§ Page text
Original Research

Enterprise risk management and firm value within China’s insurance industry

Qiuying Li, Yue Wu, Udechukwu Ojiako, Alasdair Marshall, Maxwell Chipulu
Acta Commercii | Vol 14, No 1 | a198 | DOI: https://doi.org/10.4102/ac.v14i1.198 | © 2014 Qiuying Li, Yue Wu, Udechukwu Ojiako, Alasdair Marshall, Maxwell Chipulu | This work is licensed under CC Attribution 4.0
Submitted: 06 May 2013 | Published: 21 February 2014

About the author(s)

Qiuying Li, The Management School, University of Southampton, United Kingdom
Yue Wu, The Management School, University of Southampton, United Kingdom
Udechukwu Ojiako, Faculty of Management, University of Johannesburg, South Africa
Alasdair Marshall, The Management School, University of Southampton, United Kingdom
Maxwell Chipulu, The Management School, University of Southampton, United Kingdom and Faculty of Management, University of Johannesburg, South Africa

Abstract

Orientation: The article discusses the relationship between enterprise risk management (ERM) and firm value.

Research purpose: The purpose of the study is to empirically examine the relationship between ERM and firm value. The study is undertaken within the context of the Chinese insurance industry.

Motivation for the study: Recent attempts to link ERM with firm value have been undertaken primarily in the USA and Europe and have produced ambiguous and inconclusive findings.

Research design, approach and method: Data was obtained from the China Insurance Regulatory Commission, a government body responsible for regulating insurance products and services in China. The data sample consisted of 135 insurance companies operating in China (in 2010). Regression modelling is employed to analyse the data.

Records from a collection

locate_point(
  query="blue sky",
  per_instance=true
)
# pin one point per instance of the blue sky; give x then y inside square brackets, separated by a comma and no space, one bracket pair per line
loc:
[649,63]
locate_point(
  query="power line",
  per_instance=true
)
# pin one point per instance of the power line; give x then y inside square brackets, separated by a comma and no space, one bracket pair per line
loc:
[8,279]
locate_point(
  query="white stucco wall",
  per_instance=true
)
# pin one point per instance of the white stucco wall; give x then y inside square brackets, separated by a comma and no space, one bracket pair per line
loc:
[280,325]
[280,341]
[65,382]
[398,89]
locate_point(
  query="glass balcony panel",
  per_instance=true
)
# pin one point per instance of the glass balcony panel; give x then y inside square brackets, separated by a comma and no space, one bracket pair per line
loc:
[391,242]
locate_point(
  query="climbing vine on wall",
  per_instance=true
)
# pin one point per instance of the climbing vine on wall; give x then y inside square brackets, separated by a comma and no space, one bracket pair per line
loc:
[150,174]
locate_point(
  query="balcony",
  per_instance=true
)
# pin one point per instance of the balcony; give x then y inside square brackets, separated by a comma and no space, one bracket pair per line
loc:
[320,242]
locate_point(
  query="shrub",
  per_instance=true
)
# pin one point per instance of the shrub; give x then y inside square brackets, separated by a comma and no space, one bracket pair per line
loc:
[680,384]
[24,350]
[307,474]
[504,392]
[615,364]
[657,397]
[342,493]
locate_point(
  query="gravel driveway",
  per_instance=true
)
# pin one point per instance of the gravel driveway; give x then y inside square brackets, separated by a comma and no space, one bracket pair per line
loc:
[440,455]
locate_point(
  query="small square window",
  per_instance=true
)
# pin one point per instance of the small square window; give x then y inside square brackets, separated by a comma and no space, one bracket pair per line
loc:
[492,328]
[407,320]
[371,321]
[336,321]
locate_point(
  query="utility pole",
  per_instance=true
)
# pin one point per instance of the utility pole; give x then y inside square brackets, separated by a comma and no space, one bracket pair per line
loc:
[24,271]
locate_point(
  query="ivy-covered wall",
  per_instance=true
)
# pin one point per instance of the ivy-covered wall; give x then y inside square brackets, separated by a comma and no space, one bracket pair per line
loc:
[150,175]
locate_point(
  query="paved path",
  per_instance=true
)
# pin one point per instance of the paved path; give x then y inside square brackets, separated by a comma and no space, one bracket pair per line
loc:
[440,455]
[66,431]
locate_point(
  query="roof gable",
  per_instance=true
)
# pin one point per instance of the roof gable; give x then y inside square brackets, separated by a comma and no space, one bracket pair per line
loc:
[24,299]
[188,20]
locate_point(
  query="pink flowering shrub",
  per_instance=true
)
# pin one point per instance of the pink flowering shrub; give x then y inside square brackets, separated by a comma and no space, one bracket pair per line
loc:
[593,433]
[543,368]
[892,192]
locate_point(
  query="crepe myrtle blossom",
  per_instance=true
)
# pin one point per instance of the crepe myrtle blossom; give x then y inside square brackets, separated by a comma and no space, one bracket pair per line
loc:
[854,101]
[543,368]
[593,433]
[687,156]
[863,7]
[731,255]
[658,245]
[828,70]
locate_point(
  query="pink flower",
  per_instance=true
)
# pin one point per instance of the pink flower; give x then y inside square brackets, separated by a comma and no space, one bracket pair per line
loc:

§ Written instruction 1
Can you turn the paragraph beginning "Research design, approach and method" in the abstract on enterprise risk management and firm value into a brief list that keeps its main facts?
§ Written instruction 2
Could you resume the abstract on enterprise risk management and firm value, starting right after its final sentence?
None of these rows matter here.

§ Written answer 1
- Data source: the China Insurance Regulatory Commission, the government body that regulates insurance products and services in China
- Sample: 135 insurance companies operating in China in 2010
- Analysis: regression modeling

§ Written answer 2
Main findings: The results show the relationship between ERM and firm value at first appears statistically significant within a Pearson correlation matrix but then falls below statistical significance on closer scrutiny through regression analysis. Accordingly, it is recommended that insurers in China should not look to aggressive investment in ERM as a strategy for producing quick gains in firm value.

Practical/managerial implications: Risk managers should plan ERM development from a risk management maturity perspective, which equates the highest level of ERM development with ERM’s capacity to improve firm resilience to the unknown and serve as a mechanism for strategic decision-making.

Contribution/value-add: The study employed return on equity as a proxy for firm value, utilising ordinary least squares regression modelling to test propositions of the relationships between variables.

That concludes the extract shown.